TASK GOAL: Could you copy out all of the data below word for word, leaving the pictures out?

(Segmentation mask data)
........

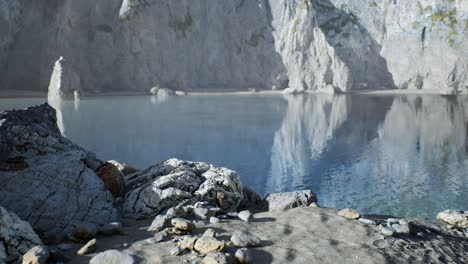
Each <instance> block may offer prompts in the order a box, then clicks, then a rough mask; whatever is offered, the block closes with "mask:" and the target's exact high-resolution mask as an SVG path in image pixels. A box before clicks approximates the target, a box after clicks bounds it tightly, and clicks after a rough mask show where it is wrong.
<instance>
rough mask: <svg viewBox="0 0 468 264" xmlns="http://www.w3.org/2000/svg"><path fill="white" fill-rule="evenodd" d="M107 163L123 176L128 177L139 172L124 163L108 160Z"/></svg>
mask: <svg viewBox="0 0 468 264" xmlns="http://www.w3.org/2000/svg"><path fill="white" fill-rule="evenodd" d="M108 162H109V163H111V164H113V165H114V166H115V167H116V168H117V169H118V170H119V171H120V172H121V173H122V174H123V175H124V176H127V175H130V174H132V173H135V172H137V171H139V170H138V169H136V168H134V167H133V166H130V165H128V164H126V163H121V162H118V161H116V160H109V161H108Z"/></svg>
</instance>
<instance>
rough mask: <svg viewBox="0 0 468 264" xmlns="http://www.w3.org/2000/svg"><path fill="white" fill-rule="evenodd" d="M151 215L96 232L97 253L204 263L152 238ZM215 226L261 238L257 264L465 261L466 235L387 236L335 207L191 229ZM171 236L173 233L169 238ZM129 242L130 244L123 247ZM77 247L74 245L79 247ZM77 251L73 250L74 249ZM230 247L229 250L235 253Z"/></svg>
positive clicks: (264, 215) (434, 233)
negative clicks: (347, 215)
mask: <svg viewBox="0 0 468 264" xmlns="http://www.w3.org/2000/svg"><path fill="white" fill-rule="evenodd" d="M150 223H151V221H150V220H145V221H135V222H127V223H126V227H125V233H126V235H118V236H112V237H98V239H97V240H98V249H97V252H102V251H104V250H107V249H118V250H121V251H123V252H126V253H128V254H131V255H133V256H135V257H136V259H137V262H138V263H184V262H186V263H192V262H193V261H198V262H197V263H201V260H202V257H199V256H197V254H195V253H190V252H184V253H183V254H182V255H180V256H172V255H170V254H169V250H170V249H171V247H173V246H174V245H175V242H174V241H166V242H160V243H148V242H146V241H145V240H146V239H147V238H150V237H152V236H153V234H152V233H151V232H147V231H146V228H147V227H148V226H149V225H150ZM207 228H213V229H214V230H215V231H216V232H217V234H218V236H217V238H218V239H221V240H224V241H229V239H230V236H231V235H232V233H233V232H234V231H235V230H246V231H248V232H250V233H252V234H254V235H256V236H258V237H259V238H260V239H261V240H262V243H261V246H260V247H257V248H254V249H252V250H253V253H254V254H253V255H254V263H362V264H365V263H379V264H381V263H448V262H450V261H452V263H466V261H468V239H466V238H460V237H450V236H442V235H440V234H435V233H434V234H432V233H431V234H428V235H426V236H425V237H416V236H415V235H412V237H409V236H408V237H400V238H394V237H391V238H385V239H383V236H382V235H381V234H380V232H379V228H378V227H377V226H376V225H366V224H363V223H361V222H359V221H357V220H349V219H345V218H343V217H340V216H338V215H337V211H336V210H333V209H323V208H312V207H305V208H295V209H291V210H288V211H285V212H264V213H258V214H255V218H254V221H253V222H250V223H247V222H243V221H241V220H238V219H228V220H222V221H221V222H220V223H217V224H211V223H208V222H203V223H197V228H196V230H195V231H194V233H193V234H195V235H197V234H198V235H201V234H202V233H203V232H204V231H205V230H206V229H207ZM169 239H171V238H169ZM124 243H127V244H128V246H127V245H126V246H123V244H124ZM77 249H78V247H77V248H76V250H77ZM76 250H74V251H76ZM235 250H236V248H235V247H233V246H228V247H227V249H226V252H231V253H233V254H234V253H235ZM93 255H94V254H91V255H88V256H76V255H75V256H73V257H72V261H71V262H70V263H88V261H89V259H90V258H91V257H92V256H93Z"/></svg>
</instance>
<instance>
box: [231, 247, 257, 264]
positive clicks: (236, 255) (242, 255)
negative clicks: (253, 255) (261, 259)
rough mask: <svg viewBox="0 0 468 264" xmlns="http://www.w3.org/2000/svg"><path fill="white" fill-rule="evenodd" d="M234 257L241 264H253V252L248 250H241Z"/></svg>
mask: <svg viewBox="0 0 468 264" xmlns="http://www.w3.org/2000/svg"><path fill="white" fill-rule="evenodd" d="M234 256H235V258H236V260H237V262H239V263H241V264H248V263H253V256H252V252H251V251H250V250H249V249H248V248H239V249H238V250H237V251H236V254H235V255H234Z"/></svg>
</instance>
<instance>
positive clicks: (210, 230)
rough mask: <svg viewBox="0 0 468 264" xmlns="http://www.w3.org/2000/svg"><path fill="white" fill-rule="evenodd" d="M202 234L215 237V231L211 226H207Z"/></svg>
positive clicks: (215, 236) (215, 235)
mask: <svg viewBox="0 0 468 264" xmlns="http://www.w3.org/2000/svg"><path fill="white" fill-rule="evenodd" d="M203 236H207V237H216V231H214V230H213V229H212V228H208V229H206V230H205V232H203Z"/></svg>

........

ANSWER TO THE EXERCISE:
Each <instance> block may offer prompts in the order a box, then clicks, then a rough mask; whatever is offered, the block closes with "mask:" and the target's exact high-resolution mask as an SVG path in image pixels. A box before clicks approximates the target, a box after clicks bounds it tightly, and clicks after a rough mask show where it is wrong.
<instance>
rough mask: <svg viewBox="0 0 468 264" xmlns="http://www.w3.org/2000/svg"><path fill="white" fill-rule="evenodd" d="M107 163L123 176L128 177L139 172L124 163L108 160Z"/></svg>
mask: <svg viewBox="0 0 468 264" xmlns="http://www.w3.org/2000/svg"><path fill="white" fill-rule="evenodd" d="M108 162H109V163H111V164H113V165H114V166H115V167H116V168H117V169H118V170H119V171H120V172H121V173H122V174H123V175H124V176H127V175H130V174H132V173H135V172H137V171H139V170H138V169H136V168H134V167H133V166H130V165H128V164H126V163H121V162H118V161H116V160H109V161H108Z"/></svg>
</instance>
<instance>
rough mask: <svg viewBox="0 0 468 264" xmlns="http://www.w3.org/2000/svg"><path fill="white" fill-rule="evenodd" d="M151 215L96 232L97 253L204 263L152 238ZM215 226L261 238L257 264L465 261L466 235L387 236L335 207L191 229ZM171 236L173 233L169 238ZM129 242L130 244L123 247ZM77 247L74 245L79 247ZM77 251L73 250L74 249ZM230 247L229 250L235 253Z"/></svg>
positive clicks: (264, 215) (434, 233)
negative clicks: (347, 215)
mask: <svg viewBox="0 0 468 264" xmlns="http://www.w3.org/2000/svg"><path fill="white" fill-rule="evenodd" d="M150 223H151V221H150V220H145V221H135V222H127V223H126V227H125V233H126V235H118V236H112V237H98V239H97V240H98V249H97V252H102V251H104V250H107V249H118V250H121V251H123V252H126V253H128V254H131V255H133V256H135V257H136V259H137V262H138V263H184V262H186V263H192V262H193V261H198V262H197V263H201V260H202V257H199V256H197V254H195V253H190V252H184V253H183V254H182V255H180V256H172V255H170V254H169V250H170V249H171V247H173V246H174V245H175V242H174V241H166V242H160V243H148V242H146V241H145V240H146V239H147V238H150V237H152V236H153V234H152V233H151V232H147V231H146V228H147V227H148V226H149V225H150ZM207 228H213V229H214V230H215V231H216V232H217V234H218V236H217V238H218V239H221V240H224V241H229V239H230V236H231V235H232V233H233V232H234V231H235V230H246V231H248V232H250V233H252V234H254V235H256V236H258V237H259V238H260V239H261V240H262V243H261V246H260V247H257V248H254V249H252V250H253V253H254V254H253V255H254V263H362V264H365V263H379V264H381V263H448V262H450V261H452V263H466V261H468V239H466V238H460V237H450V236H442V235H440V234H435V233H434V234H432V233H431V234H428V235H426V236H425V237H416V236H415V235H412V237H409V236H408V237H400V238H394V237H391V238H385V239H383V236H382V235H381V234H380V232H379V228H378V227H377V226H376V225H366V224H363V223H361V222H359V221H357V220H349V219H345V218H343V217H340V216H338V215H337V211H336V210H333V209H323V208H312V207H305V208H295V209H291V210H288V211H285V212H264V213H258V214H255V218H254V221H253V222H250V223H247V222H243V221H241V220H238V219H228V220H222V221H221V222H220V223H217V224H211V223H208V222H203V223H197V228H196V230H195V231H194V233H193V234H195V235H197V234H198V235H201V234H202V233H203V232H204V231H205V230H206V229H207ZM169 239H171V238H169ZM124 243H127V244H128V246H127V245H126V246H123V244H124ZM77 249H78V247H77V248H76V250H77ZM76 250H74V251H76ZM235 250H236V248H235V247H233V246H228V247H227V249H226V252H231V253H233V254H234V253H235ZM93 255H94V254H91V255H88V256H76V255H75V256H73V257H72V261H71V262H70V263H88V261H89V259H90V258H91V257H92V256H93Z"/></svg>
</instance>
<instance>
box: [231, 247, 257, 264]
positive clicks: (236, 255) (242, 255)
negative clicks: (253, 255) (261, 259)
rough mask: <svg viewBox="0 0 468 264" xmlns="http://www.w3.org/2000/svg"><path fill="white" fill-rule="evenodd" d="M234 257L241 264H253V252L248 250H241Z"/></svg>
mask: <svg viewBox="0 0 468 264" xmlns="http://www.w3.org/2000/svg"><path fill="white" fill-rule="evenodd" d="M234 256H235V258H236V260H237V262H239V263H241V264H248V263H253V256H252V252H251V251H250V250H249V249H248V248H239V249H238V250H237V251H236V254H235V255H234Z"/></svg>
</instance>
<instance>
positive clicks: (210, 230)
rough mask: <svg viewBox="0 0 468 264" xmlns="http://www.w3.org/2000/svg"><path fill="white" fill-rule="evenodd" d="M202 234L215 237V231L211 226H207Z"/></svg>
positive clicks: (215, 236) (215, 235)
mask: <svg viewBox="0 0 468 264" xmlns="http://www.w3.org/2000/svg"><path fill="white" fill-rule="evenodd" d="M203 236H207V237H216V231H214V230H213V229H212V228H208V229H206V230H205V232H203Z"/></svg>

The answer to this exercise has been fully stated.